— KUTIPAN DOKUMEN —
*****

“Kalau Terus Disindir, Anak Akan Diam Bukan Karena Sadar, Tapi Karena Malu Jadi Diri Sendiri”

Deskripsi :
Menyindir anak terlihat seperti candaan, padahal bisa mengikis rasa percaya dirinya perlahan. Artikel ini mengajak kita merenung, apakah benar sindiran itu bentuk perhatian?
Kalau Terus Disindir, Anak Akan Diam Bukan Karena Sadar, Tapi Karena Malu Jadi Diri Sendiri
Ada satu momen yang masih terpatri di kepala saya. Suatu hari, di ruang keluarga, anak saya yang baru belajar menulis menunjukkan hasil tulisannya. Garisnya belum lurus, hurufnya masih lari-lari. Ia berkata dengan mata berbinar, “Lihat, Bu! Aku bisa nulis!”
Tiba-tiba, dari mulut saya hampir keluar kalimat seperti, “Ih, ini tulisan atau cakar ayam?” Tapi saya menahan diri.
Saya terdiam. Bukan karena takut menyakiti, tapi karena saya sadar… saya pernah jadi anak kecil yang sering disindir. Dan rasanya, perihnya, masih saya bawa sampai sekarang.
Sindiran, Musuh yang Menyamar Jadi Candaan
Kadang kita tidak sadar, kita menyindir anak hampir setiap hari. Saat mereka lambat berpikir, kita bilang, “Ya ampun, kok lemot banget sih kamu?”
Ketika mereka salah bicara, kita ejek, “Duh, itu sih bukan ngomong tapi nyanyi off key.”
Atau saat mereka tak bisa mengerjakan PR, kita sindir, “Wah, ini pasti calon profesor, ya?”
Lucunya, kita mengira itu bentuk perhatian. Kita menganggap itu candaan agar mereka sadar. Tapi bagi anak, sindiran bukan lelucon. Ia bisa menjadi luka yang tak tampak, namun terasa setiap hari.
Sindiran Membuat Anak Bertanya: “Apa Aku Memang Seburuk Itu?”
Yang sering terjadi, anak bukan menjadi lebih baik karena disindir. Tapi mereka jadi lebih diam. Takut mencoba. Ragu menunjukkan hasil karya. Bahkan kehilangan kepercayaan pada dirinya sendiri.
Saya pernah bertemu anak usia 9 tahun yang enggan menggambar lagi. Padahal, dulu ia suka menggambar bebas. Setelah saya tanya pelan-pelan, ia bercerita bahwa setiap kali menggambar, ibunya berkata, “Ini gambar atau corat-coret tanpa makna?”
Sejak saat itu, ia berhenti menunjukkan hasil gambarnya. Bukan karena tak bisa, tapi karena malu. Karena takut disindir lagi. Dan lebih menyedihkan lagi, karena mulai percaya bahwa karyanya memang tak berharga.
Kita Semua Pernah Jadi Anak Kecil
Jika kita tarik ke belakang, mungkin kita juga pernah mengalaminya. Kita pernah ditegur bukan dengan kalimat yang membimbing, tapi dengan ejekan. Kita pernah takut angkat tangan di kelas karena takut ditertawakan.

*****

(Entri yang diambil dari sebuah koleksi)
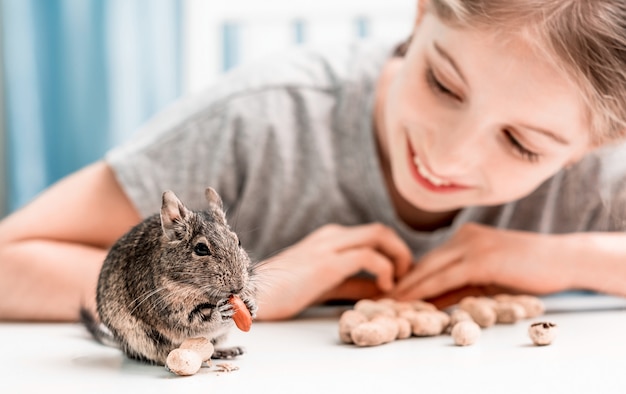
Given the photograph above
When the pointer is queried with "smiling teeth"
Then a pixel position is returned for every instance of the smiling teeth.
(424, 172)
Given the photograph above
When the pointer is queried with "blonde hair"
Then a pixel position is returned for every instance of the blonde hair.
(586, 39)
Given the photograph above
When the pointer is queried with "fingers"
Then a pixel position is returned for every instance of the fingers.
(378, 265)
(375, 236)
(451, 277)
(353, 289)
(434, 262)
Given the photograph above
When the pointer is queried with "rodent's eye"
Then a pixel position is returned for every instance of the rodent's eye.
(201, 249)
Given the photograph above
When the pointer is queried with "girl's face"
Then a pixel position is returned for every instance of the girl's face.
(468, 118)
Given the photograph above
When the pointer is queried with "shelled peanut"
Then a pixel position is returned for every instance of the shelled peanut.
(373, 323)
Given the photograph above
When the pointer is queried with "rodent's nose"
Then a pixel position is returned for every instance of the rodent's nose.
(237, 290)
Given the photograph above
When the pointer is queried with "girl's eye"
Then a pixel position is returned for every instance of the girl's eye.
(201, 249)
(520, 149)
(437, 86)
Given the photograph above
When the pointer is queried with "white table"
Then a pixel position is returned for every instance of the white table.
(305, 356)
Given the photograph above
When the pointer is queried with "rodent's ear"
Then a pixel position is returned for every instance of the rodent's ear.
(173, 215)
(215, 202)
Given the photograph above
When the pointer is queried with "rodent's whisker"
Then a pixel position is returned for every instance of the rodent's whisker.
(143, 298)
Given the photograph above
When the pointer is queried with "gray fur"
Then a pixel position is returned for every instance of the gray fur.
(156, 288)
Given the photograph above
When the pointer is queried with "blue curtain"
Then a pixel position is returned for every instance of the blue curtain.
(80, 77)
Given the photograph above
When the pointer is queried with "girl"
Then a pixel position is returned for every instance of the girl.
(478, 156)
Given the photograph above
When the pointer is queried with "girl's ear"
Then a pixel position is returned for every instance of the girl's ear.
(421, 9)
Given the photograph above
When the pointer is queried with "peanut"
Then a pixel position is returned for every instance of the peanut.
(465, 333)
(241, 317)
(481, 310)
(542, 333)
(200, 345)
(374, 333)
(347, 322)
(183, 362)
(509, 312)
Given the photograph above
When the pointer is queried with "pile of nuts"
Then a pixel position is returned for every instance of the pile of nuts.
(373, 323)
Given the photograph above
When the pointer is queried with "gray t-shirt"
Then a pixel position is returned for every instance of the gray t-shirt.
(289, 144)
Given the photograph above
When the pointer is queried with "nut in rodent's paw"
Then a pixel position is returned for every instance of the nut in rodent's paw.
(241, 317)
(183, 362)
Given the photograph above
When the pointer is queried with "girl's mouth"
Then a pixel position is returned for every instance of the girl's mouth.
(427, 179)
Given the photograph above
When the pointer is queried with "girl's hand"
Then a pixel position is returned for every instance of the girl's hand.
(485, 260)
(322, 267)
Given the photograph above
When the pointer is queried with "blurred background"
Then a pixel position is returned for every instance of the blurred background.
(79, 76)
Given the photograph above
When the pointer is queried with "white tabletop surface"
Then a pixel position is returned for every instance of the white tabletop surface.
(305, 356)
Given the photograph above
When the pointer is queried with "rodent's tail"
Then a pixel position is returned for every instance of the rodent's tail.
(96, 328)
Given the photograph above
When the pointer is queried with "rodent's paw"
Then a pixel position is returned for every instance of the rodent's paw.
(252, 306)
(225, 309)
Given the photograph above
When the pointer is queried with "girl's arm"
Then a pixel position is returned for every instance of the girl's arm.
(504, 260)
(52, 249)
(51, 252)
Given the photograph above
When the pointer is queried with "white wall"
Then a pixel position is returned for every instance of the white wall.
(220, 33)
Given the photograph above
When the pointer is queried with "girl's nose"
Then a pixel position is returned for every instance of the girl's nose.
(456, 152)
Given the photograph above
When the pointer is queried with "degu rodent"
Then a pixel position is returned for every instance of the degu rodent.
(168, 279)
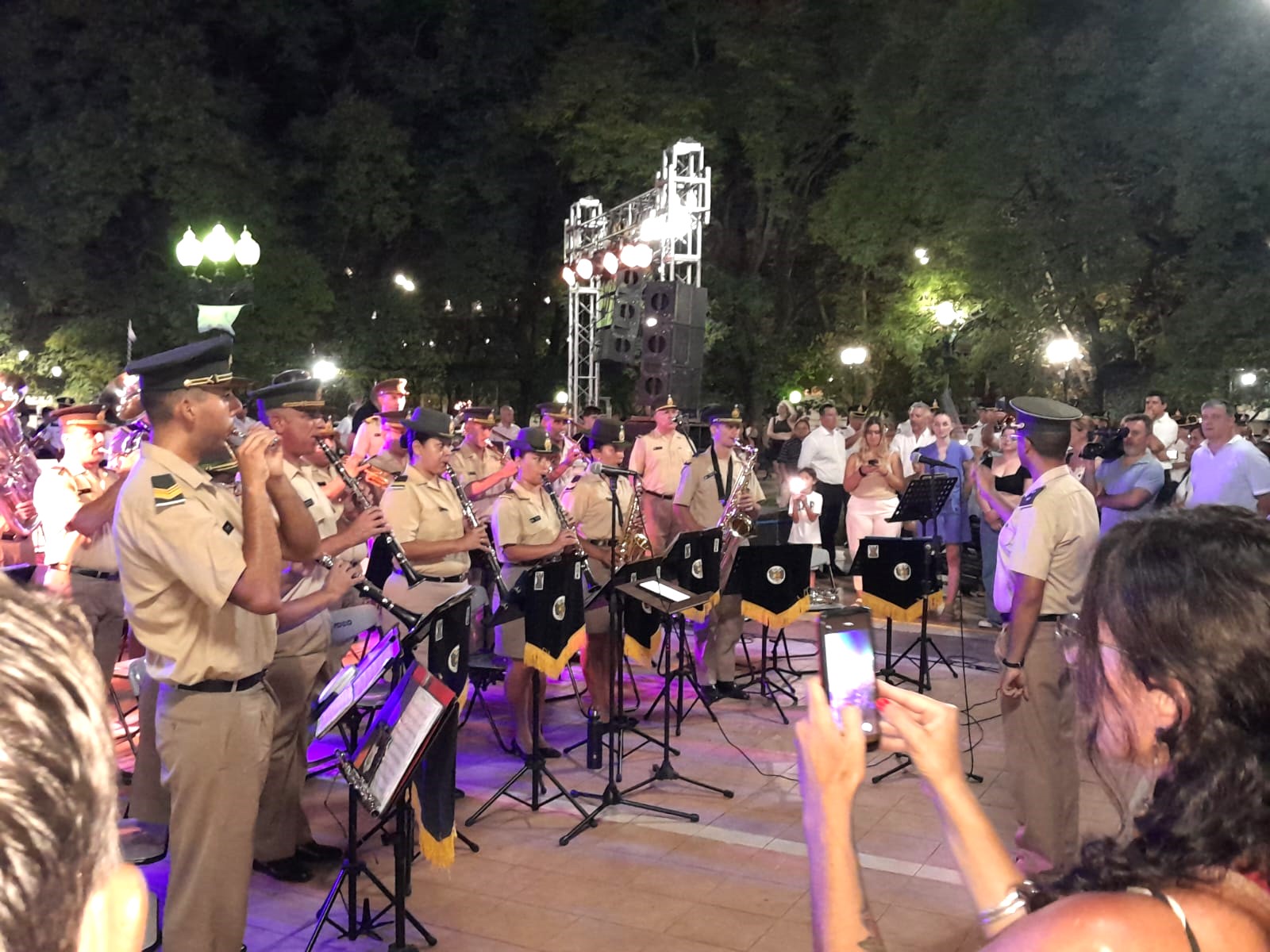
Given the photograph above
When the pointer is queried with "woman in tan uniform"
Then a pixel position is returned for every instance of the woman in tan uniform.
(526, 531)
(590, 503)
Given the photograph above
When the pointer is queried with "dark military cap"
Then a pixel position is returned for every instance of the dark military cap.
(1043, 416)
(607, 431)
(425, 423)
(203, 363)
(533, 440)
(291, 393)
(722, 414)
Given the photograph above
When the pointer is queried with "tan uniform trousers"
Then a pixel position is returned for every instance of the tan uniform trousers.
(215, 753)
(658, 520)
(102, 603)
(281, 824)
(1041, 757)
(717, 641)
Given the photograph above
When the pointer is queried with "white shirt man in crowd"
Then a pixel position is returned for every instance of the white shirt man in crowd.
(1229, 470)
(914, 436)
(826, 452)
(1126, 488)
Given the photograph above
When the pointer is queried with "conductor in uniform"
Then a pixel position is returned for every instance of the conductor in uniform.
(75, 501)
(1043, 558)
(660, 456)
(705, 486)
(201, 569)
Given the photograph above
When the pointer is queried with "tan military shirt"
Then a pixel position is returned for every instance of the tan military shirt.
(590, 505)
(179, 543)
(425, 508)
(471, 463)
(524, 517)
(698, 489)
(1052, 536)
(59, 494)
(660, 461)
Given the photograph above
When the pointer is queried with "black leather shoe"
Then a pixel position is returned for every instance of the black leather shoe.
(314, 852)
(290, 869)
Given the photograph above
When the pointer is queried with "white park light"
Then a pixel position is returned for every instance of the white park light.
(325, 371)
(854, 355)
(1062, 351)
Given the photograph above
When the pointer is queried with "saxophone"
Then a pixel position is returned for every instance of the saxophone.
(732, 520)
(634, 543)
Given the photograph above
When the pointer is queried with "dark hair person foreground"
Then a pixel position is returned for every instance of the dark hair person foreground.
(1172, 657)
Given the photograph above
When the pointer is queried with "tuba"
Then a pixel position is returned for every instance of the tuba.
(634, 543)
(18, 466)
(732, 520)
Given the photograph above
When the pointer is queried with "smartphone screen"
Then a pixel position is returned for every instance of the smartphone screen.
(848, 666)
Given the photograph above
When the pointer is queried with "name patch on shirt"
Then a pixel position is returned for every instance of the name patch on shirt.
(167, 492)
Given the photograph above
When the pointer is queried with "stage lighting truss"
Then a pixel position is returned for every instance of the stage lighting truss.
(658, 230)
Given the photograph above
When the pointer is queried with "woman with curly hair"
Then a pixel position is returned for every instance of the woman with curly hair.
(1172, 660)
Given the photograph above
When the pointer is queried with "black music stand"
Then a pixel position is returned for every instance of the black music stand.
(550, 597)
(692, 562)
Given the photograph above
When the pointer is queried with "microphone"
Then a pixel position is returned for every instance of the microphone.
(601, 470)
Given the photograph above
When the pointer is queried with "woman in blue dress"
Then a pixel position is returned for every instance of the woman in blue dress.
(952, 524)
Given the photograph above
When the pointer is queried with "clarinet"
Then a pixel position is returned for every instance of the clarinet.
(375, 594)
(412, 577)
(568, 524)
(473, 522)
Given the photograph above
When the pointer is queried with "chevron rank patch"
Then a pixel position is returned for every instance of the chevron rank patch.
(167, 492)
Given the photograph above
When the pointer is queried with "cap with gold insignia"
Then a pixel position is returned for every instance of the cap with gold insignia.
(425, 423)
(87, 416)
(290, 391)
(391, 385)
(556, 412)
(533, 440)
(607, 431)
(1043, 416)
(205, 363)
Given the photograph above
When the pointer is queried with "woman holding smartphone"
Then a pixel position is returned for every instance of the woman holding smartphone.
(874, 478)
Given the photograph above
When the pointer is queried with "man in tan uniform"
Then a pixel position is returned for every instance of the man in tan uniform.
(75, 501)
(391, 395)
(292, 406)
(590, 503)
(201, 568)
(706, 482)
(526, 531)
(660, 457)
(1043, 558)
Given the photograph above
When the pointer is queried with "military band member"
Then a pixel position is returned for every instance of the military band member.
(526, 532)
(1043, 558)
(391, 397)
(660, 456)
(590, 503)
(201, 570)
(705, 486)
(292, 408)
(75, 501)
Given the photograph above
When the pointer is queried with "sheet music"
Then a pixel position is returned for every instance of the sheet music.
(368, 673)
(417, 719)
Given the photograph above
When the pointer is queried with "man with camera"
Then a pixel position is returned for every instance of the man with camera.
(1130, 478)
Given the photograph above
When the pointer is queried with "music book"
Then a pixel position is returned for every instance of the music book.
(400, 735)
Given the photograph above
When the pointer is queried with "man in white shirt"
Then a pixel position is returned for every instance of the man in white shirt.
(826, 451)
(1229, 470)
(914, 437)
(1164, 428)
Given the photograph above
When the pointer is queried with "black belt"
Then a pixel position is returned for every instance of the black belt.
(87, 573)
(215, 685)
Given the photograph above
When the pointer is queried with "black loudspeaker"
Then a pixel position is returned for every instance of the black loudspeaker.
(620, 317)
(672, 344)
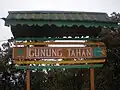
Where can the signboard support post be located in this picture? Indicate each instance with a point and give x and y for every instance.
(92, 83)
(27, 78)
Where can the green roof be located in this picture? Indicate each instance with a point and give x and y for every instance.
(59, 18)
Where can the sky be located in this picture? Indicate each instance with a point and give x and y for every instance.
(107, 6)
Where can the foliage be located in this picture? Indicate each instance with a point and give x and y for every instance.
(106, 78)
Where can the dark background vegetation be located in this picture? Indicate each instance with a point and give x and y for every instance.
(106, 78)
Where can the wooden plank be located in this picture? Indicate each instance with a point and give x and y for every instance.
(58, 62)
(60, 43)
(46, 39)
(58, 52)
(59, 67)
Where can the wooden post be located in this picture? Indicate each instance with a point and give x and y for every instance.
(92, 86)
(28, 79)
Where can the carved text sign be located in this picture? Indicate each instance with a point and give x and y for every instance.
(58, 52)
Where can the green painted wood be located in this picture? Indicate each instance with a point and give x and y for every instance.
(45, 39)
(59, 67)
(60, 23)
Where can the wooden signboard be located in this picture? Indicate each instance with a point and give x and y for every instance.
(58, 52)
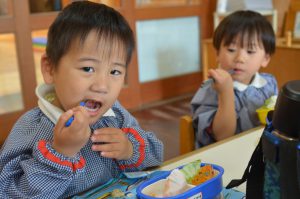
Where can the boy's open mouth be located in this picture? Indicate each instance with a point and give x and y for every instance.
(91, 105)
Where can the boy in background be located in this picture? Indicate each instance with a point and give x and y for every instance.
(59, 148)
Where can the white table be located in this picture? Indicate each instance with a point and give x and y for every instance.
(233, 154)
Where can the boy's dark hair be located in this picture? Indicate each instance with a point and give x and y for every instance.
(245, 23)
(78, 19)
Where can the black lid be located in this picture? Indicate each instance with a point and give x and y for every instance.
(292, 90)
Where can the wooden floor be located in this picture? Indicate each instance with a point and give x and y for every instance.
(163, 119)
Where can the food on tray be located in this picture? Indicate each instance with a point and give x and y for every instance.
(181, 180)
(269, 105)
(117, 193)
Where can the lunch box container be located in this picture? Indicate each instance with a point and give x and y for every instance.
(210, 189)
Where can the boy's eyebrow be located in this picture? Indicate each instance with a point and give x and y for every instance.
(98, 61)
(119, 64)
(88, 59)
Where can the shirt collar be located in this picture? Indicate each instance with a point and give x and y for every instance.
(257, 82)
(51, 111)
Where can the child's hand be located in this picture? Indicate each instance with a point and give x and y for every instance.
(69, 140)
(114, 143)
(223, 80)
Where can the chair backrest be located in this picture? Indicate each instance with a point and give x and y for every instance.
(186, 134)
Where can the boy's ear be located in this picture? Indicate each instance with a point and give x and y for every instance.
(266, 60)
(47, 69)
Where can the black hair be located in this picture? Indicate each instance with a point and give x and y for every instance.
(246, 24)
(78, 19)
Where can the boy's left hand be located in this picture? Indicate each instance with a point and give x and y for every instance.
(114, 143)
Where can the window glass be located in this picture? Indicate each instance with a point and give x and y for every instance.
(10, 87)
(168, 47)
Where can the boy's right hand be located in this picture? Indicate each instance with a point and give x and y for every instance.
(69, 140)
(223, 80)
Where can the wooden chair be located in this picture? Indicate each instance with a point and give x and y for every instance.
(186, 134)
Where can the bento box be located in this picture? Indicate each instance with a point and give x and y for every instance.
(209, 189)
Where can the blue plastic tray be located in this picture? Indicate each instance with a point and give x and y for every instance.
(210, 189)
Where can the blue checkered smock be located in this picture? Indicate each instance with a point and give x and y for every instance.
(31, 168)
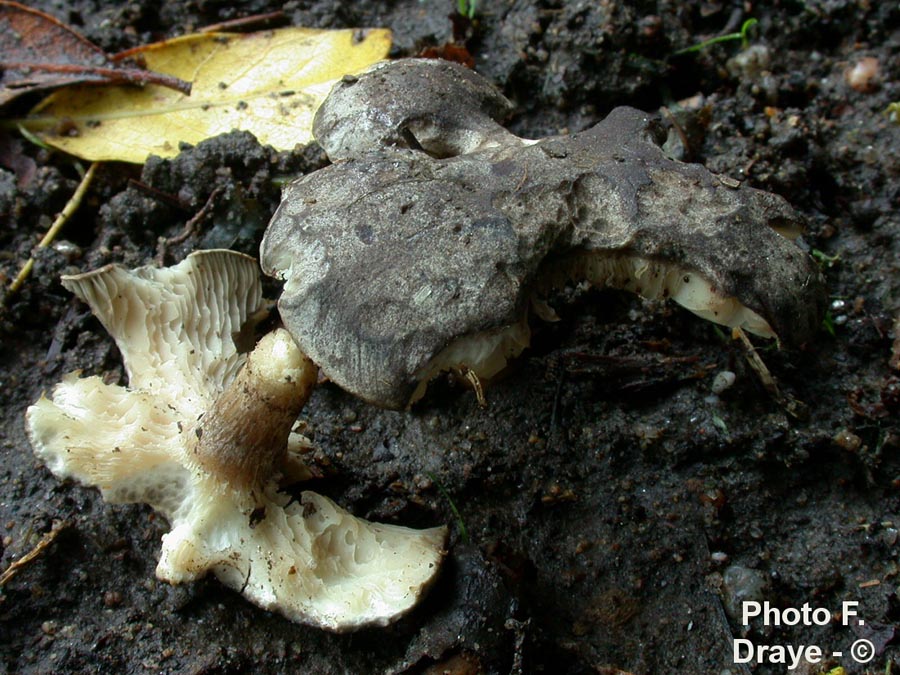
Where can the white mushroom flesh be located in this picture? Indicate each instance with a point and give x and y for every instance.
(488, 352)
(190, 434)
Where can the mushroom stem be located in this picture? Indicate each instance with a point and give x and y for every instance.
(274, 385)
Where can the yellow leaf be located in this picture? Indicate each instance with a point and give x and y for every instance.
(268, 83)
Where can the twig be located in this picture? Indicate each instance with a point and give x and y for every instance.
(46, 540)
(245, 22)
(190, 226)
(63, 217)
(111, 75)
(794, 407)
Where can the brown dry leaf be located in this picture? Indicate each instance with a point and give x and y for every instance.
(38, 52)
(269, 83)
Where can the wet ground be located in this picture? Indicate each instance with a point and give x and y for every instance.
(616, 510)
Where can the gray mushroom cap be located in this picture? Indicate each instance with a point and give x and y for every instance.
(393, 256)
(434, 105)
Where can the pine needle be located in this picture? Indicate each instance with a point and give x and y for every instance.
(63, 217)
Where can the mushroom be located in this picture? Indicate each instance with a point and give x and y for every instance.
(427, 242)
(202, 434)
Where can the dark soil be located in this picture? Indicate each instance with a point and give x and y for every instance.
(617, 511)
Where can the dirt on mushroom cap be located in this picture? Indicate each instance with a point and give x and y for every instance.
(393, 254)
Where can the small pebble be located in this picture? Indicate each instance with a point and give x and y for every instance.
(722, 381)
(864, 76)
(739, 585)
(847, 440)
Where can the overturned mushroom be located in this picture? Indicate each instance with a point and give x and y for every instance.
(203, 432)
(425, 247)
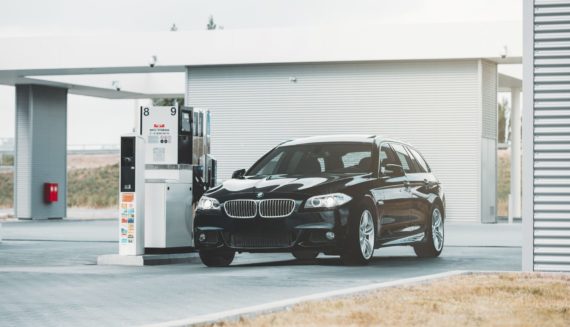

*****

— YANG HARUS DIKERJAKAN —
Salin tanpa perubahan bagian artikel tentang sindiran kepada anak, mulai dari "Saya terdiam. Bukan" sampai dengan dan termasuk "bawa sampai sekarang.".

— JAWABAN LATIHAN —
Saya terdiam. Bukan karena takut menyakiti, tapi karena saya sadar… saya pernah jadi anak kecil yang sering disindir. Dan rasanya, perihnya, masih saya bawa sampai sekarang.